======== Document segment

Some theater chains (including Cinemark and Premiere in Lubbock) have redesigned theater houses to replicate the living room experience with lounge seats  trying to give audiences the best of both worlds. But make no mistake: it's because of pressure from Netflix and others.

The situation is complicated further by respected filmmakers like Scorsese, Cuaron, Soderbergh and others opting to make movies for these streaming services and bypassing the theater except for short runs to remain in Oscar contention. There are more positives than negatives - specifically, the ability for so many people to see something like "Marriage Story" and discuss it together, rather than having to wait for a tiered theater release.

The tide has turned. 

But I still value the big screen experience whenever possible. It's better. You see more. All of the best movies I saw over the last 10 years were enjoyed in a theater except for one - which wasn't given a wide release. But if I could see "The Rider" in a theater, I'd buy a ticket. 

It's interesting to look back and see which movies stick with you over the years. Some I thought were amazing at the time, I haven't felt the need to revisit ("12 Years a Slave," "Wild), and others that I enjoyed have grown richer and deeper ("Inside Llewyn Davis"). 

The movies listed below cover years 2010 to 2019. The only rule I made for myself: one movie per director (sorry, "Hugo" and "Phantom Thread"). But I note that a number of these movies contain the same actors. Chalk it up to their good taste in picking projects. 


10. "Spider-Man: Into the Spider-verse" 

In a decade where superhero movies dominated the box office, "Into the Spider-verse" came in late and changed the game for who heroes can be and the stories they can tell. It's the most visually striking animated movie of the decade, and the screenplay resonates deeply. 
Available on Netflix, Amazon, Vudu


9. "The Social Network" 

While "Into the Spider-verse" is the best superhero movie of the decade, "The Social Network" is perhaps the best super-villain origin story. Aaron Sorkin's screenplay about Mark Zuckerberg's creation of Facebook is the sharpest thing he's ever written and feels like it defines a generation where "Me First" will always come before "Me Too." 
Available on Amazon, IMDb TV, STARZ


8. "Silence" 

Martin Scorsese's best movie of the decade is his most personal and the one too few people saw. The story of missionaries doing dangerous work in 17th century Japan is an honest, challenging portrayal of faith being tested. Why churches did not embrace this movie, I'll never understand. 
Available on Amazon, Google play 


7. "The Rider"


A small miracle of a movie, writer and director Chloe Zhao tells a story set against the backdrop of the badlands of South Dakota about rodeo cowboy who's told he can't ride anymore after a severe head injury. It's based on a true story, and here's the kicker: the real people play themselves in the movie making it feel so much more personal. But beyond that, it's a stirring story of self-discovery and what happens when the key piece of your identity is taken away.
Available on STARZ, Amazon


6. "Inside Llewyn Davis"

================

§ **List of tasks**:
1. Answer these from the movie list:
(a) Which theater chains in Lubbock does it name as having added lounge seats?
(b) What single rule did the writer set for choosing the movies?
(c) In what time and place is "Silence" set?
2. Repeat the stretch of the movie list from "Available on Amazon, IMDb" through "is taken away." word for word.
The data after this point comes from a separate source.

======== Source material

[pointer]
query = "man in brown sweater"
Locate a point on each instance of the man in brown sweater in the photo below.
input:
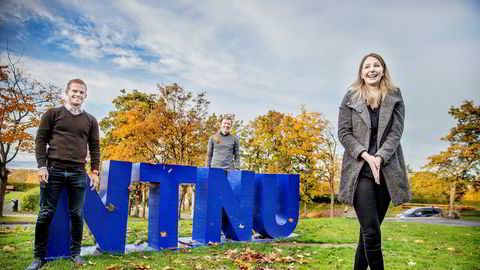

================

§ **Set of answers**:
1.
(a) Cinemark and Premiere.
(b) One movie per director.
(c) 17th century Japan.

2.
Available on Amazon, IMDb TV, STARZ


8. "Silence" 

Martin Scorsese's best movie of the decade is his most personal and the one too few people saw. The story of missionaries doing dangerous work in 17th century Japan is an honest, challenging portrayal of faith being tested. Why churches did not embrace this movie, I'll never understand. 
Available on Amazon, Google play 


7. "The Rider"


A small miracle of a movie, writer and director Chloe Zhao tells a story set against the backdrop of the badlands of South Dakota about rodeo cowboy who's told he can't ride anymore after a severe head injury. It's based on a true story, and here's the kicker: the real people play themselves in the movie making it feel so much more personal. But beyond that, it's a stirring story of self-discovery and what happens when the key piece of your identity is taken away.